Given records:
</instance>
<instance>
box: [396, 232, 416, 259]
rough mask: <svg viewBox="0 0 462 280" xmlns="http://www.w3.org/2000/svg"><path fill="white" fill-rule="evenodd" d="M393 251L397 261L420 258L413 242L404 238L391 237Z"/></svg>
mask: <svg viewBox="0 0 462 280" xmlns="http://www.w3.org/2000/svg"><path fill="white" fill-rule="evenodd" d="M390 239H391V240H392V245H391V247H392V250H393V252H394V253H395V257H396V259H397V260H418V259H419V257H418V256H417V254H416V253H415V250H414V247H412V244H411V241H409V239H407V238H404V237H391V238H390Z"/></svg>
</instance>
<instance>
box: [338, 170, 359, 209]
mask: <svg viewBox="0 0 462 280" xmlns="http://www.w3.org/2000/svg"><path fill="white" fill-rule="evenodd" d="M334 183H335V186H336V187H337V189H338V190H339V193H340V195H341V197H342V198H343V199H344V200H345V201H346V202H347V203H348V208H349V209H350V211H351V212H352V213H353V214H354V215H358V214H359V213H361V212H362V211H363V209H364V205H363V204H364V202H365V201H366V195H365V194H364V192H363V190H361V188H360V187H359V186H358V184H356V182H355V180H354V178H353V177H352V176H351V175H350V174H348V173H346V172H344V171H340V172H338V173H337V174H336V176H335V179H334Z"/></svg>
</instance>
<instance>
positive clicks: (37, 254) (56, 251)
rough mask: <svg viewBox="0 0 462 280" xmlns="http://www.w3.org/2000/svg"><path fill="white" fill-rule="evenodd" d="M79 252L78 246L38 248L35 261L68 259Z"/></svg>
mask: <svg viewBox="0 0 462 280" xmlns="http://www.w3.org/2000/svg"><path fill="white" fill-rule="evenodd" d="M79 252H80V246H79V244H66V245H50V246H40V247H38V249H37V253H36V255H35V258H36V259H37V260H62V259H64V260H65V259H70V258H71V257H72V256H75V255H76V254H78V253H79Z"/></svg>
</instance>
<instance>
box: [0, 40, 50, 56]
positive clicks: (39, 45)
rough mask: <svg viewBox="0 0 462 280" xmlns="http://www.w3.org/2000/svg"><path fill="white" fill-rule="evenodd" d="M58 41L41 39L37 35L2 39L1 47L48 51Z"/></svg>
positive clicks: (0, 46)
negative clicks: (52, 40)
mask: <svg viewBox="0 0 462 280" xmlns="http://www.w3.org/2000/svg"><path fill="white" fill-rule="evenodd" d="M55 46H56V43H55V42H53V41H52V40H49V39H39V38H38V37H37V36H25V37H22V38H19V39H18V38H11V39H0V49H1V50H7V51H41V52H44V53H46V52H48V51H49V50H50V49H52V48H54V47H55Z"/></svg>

Task objective:
Quote the material exactly, leaving nothing out.

Output:
</instance>
<instance>
box: [396, 232, 416, 259]
rough mask: <svg viewBox="0 0 462 280" xmlns="http://www.w3.org/2000/svg"><path fill="white" fill-rule="evenodd" d="M393 251L397 261L420 258L413 242L404 238L391 237Z"/></svg>
mask: <svg viewBox="0 0 462 280" xmlns="http://www.w3.org/2000/svg"><path fill="white" fill-rule="evenodd" d="M390 239H391V240H392V245H391V247H392V250H393V252H394V253H395V257H396V259H397V260H418V259H419V257H418V256H417V254H416V253H415V250H414V247H412V244H411V241H409V239H407V238H404V237H391V238H390Z"/></svg>
</instance>
<instance>
box: [338, 170, 359, 209]
mask: <svg viewBox="0 0 462 280" xmlns="http://www.w3.org/2000/svg"><path fill="white" fill-rule="evenodd" d="M334 183H335V186H336V187H337V189H338V190H339V193H340V195H341V197H342V198H343V199H344V200H345V201H346V202H347V203H348V208H349V209H350V211H351V212H352V213H353V214H354V215H358V214H359V213H361V212H362V211H363V209H364V205H363V204H364V202H365V201H366V195H365V194H364V192H363V190H361V188H360V187H359V186H358V184H356V182H355V180H354V178H353V177H352V176H351V175H350V174H348V173H346V172H344V171H340V172H338V173H337V174H336V176H335V179H334Z"/></svg>
</instance>
<instance>
positive clicks: (37, 254) (56, 251)
rough mask: <svg viewBox="0 0 462 280" xmlns="http://www.w3.org/2000/svg"><path fill="white" fill-rule="evenodd" d="M79 252L78 246L38 248L35 261L68 259Z"/></svg>
mask: <svg viewBox="0 0 462 280" xmlns="http://www.w3.org/2000/svg"><path fill="white" fill-rule="evenodd" d="M79 252H80V246H79V244H66V245H50V246H40V247H38V249H37V253H36V255H35V258H36V259H37V260H62V259H64V260H65V259H70V258H71V257H72V256H75V255H76V254H78V253H79Z"/></svg>
</instance>
<instance>
box: [0, 40, 50, 56]
positive clicks: (39, 45)
rough mask: <svg viewBox="0 0 462 280" xmlns="http://www.w3.org/2000/svg"><path fill="white" fill-rule="evenodd" d="M58 41L41 39L37 35L2 39L1 47L48 51Z"/></svg>
positive clicks: (0, 46)
negative clicks: (52, 40)
mask: <svg viewBox="0 0 462 280" xmlns="http://www.w3.org/2000/svg"><path fill="white" fill-rule="evenodd" d="M55 46H56V43H55V42H53V41H52V40H49V39H39V38H38V37H37V36H25V37H22V38H19V39H18V38H11V39H0V49H1V50H7V51H41V52H44V53H46V52H48V51H49V50H50V49H52V48H54V47H55Z"/></svg>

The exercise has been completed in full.